## [Required work]
Please read the passage below on nurses and community engagement and state which focus closes out National Nurses Month.

## [Excerpt to read]
· · · · ·

As we close out the last week of National Nurses Month, it brings us to the final focus, community engagement.
“Community engagement is defined as the process of working collaboratively with and through groups of people affiliated by geographic proximity, special interest, or similar situations to address issues affecting the wellbeing of those people. It is a powerful vehicle for bringing about environmental and behavioral changes that will improve the health of the community and its members.”
As nurse leaders and educators, we are in a unique position to encourage and influence our nurses to become involved in their communities. Nurses can make an invaluable impact on those around them, whether it be formally or informally.
Community engagement can be accomplished in various ways. It can take place in-person or virtually, it can be on a local level or national level. Remember, we all belong to various “communities” at any given time. We have communities at work, where we live, go to school, or worship, etc. The engagement arenas and possibilities are endless!
Informal and formal methods for engagement
Every day conversations
Nurses can informally share their knowledge through casual conversations with friends and family on important topics near and dear to their hearts, like injury prevention or cancer prevention. Social media can even serve as a vehicle to share knowledge and educate those with whom we virtually connect.
Volunteering in the community
Another avenue for engagement can be found through volunteering and performing health screenings or vaccinations at local community events or participating in blood drives. Engaging in the community doesn’t always have to be about providing healthcare services. It can be accomplished by checking in on older adults living alone, helping at the local food bank, or taking part in a clothing drive.

· · · · ·

## [Data for review]
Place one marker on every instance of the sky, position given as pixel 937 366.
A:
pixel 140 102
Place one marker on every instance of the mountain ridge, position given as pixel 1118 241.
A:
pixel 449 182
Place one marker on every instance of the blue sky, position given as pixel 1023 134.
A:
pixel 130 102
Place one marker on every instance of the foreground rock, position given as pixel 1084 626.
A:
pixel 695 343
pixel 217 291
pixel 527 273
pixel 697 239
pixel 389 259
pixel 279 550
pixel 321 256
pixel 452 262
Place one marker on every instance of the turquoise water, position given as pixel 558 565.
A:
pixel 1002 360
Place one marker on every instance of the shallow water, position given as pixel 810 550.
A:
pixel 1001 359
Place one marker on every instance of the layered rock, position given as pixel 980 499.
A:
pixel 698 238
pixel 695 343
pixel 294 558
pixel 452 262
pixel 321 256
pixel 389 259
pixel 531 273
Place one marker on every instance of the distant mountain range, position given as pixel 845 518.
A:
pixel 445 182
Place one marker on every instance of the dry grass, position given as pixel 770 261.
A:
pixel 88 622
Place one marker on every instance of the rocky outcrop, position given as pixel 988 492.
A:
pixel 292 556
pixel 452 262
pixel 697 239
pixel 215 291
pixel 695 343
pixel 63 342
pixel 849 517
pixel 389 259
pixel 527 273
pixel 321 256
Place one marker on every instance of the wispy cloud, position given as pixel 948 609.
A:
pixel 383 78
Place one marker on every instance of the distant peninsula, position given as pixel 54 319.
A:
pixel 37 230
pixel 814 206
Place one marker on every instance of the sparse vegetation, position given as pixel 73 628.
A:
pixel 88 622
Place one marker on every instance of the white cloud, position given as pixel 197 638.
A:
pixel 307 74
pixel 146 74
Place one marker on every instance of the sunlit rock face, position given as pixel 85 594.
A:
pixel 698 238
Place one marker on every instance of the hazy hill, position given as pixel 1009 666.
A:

· · · · ·

## [Solution to the exercise]
Community engagement.